- [Short task]: Skip the pictures. Repeat everything else in the records word for word.
+---+
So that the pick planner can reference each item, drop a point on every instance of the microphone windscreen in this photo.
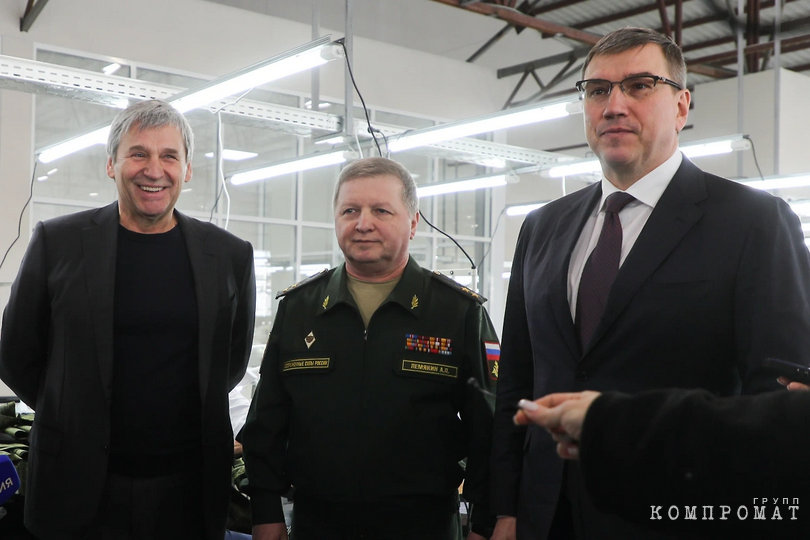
(9, 479)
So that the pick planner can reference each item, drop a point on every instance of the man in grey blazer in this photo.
(658, 276)
(125, 330)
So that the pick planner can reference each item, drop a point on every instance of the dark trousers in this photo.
(577, 519)
(150, 508)
(424, 518)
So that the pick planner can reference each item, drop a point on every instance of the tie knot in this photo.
(616, 201)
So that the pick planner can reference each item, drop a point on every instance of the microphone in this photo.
(9, 479)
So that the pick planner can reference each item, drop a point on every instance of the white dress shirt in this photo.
(647, 191)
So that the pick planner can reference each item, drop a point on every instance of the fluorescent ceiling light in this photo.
(112, 68)
(337, 139)
(75, 144)
(580, 167)
(709, 147)
(780, 182)
(321, 105)
(233, 155)
(291, 166)
(301, 58)
(432, 190)
(520, 116)
(522, 209)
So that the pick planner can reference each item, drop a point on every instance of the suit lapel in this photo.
(99, 243)
(674, 215)
(569, 227)
(204, 269)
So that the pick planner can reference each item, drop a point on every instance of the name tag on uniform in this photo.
(430, 368)
(306, 363)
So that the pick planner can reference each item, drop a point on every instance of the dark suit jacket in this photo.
(718, 279)
(667, 448)
(56, 353)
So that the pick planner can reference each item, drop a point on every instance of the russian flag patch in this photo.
+---+
- [Reply]:
So that the pick planner can reference each item, drop a point on every instance of the microphone windscreen in this photo.
(9, 479)
So that the pick planner can reference each item, drop a point on every instance of the man in grey blazer in this photo.
(658, 276)
(125, 330)
So that the pick planner can reference each item, drop a point on every instance of the dark trousers in this photo.
(577, 519)
(150, 508)
(424, 518)
So that the pick planner can reference each item, drop a point on every instance of the tie knot in this photo.
(616, 201)
So that the pick planner can reference each item, drop a point on every instance of the microphone in this photo.
(9, 479)
So that the pick planner can reference each item, drop a point on every instance of the white dress shirt in this photo.
(647, 191)
So that the pick planner can reference each item, drop a point on every instance of the fluorescent ceiling light in this photo.
(112, 68)
(337, 139)
(75, 144)
(580, 167)
(709, 147)
(780, 182)
(321, 105)
(233, 155)
(291, 166)
(301, 58)
(432, 190)
(520, 116)
(522, 209)
So that the pick planner can reference each item, drop a point on every instance of the suit lapel in this photo.
(99, 243)
(674, 215)
(569, 227)
(204, 269)
So that the pick planner can reference each item, drop a point on every instance of the name tag on uniform in this photo.
(430, 368)
(306, 363)
So that the pick planner can reference each item, drop a point on every instance of the dark suit jacket in this photo.
(718, 279)
(667, 448)
(56, 353)
So that the pick planner can reference each item, drop a point on every instance of the russian flag patch in this photo.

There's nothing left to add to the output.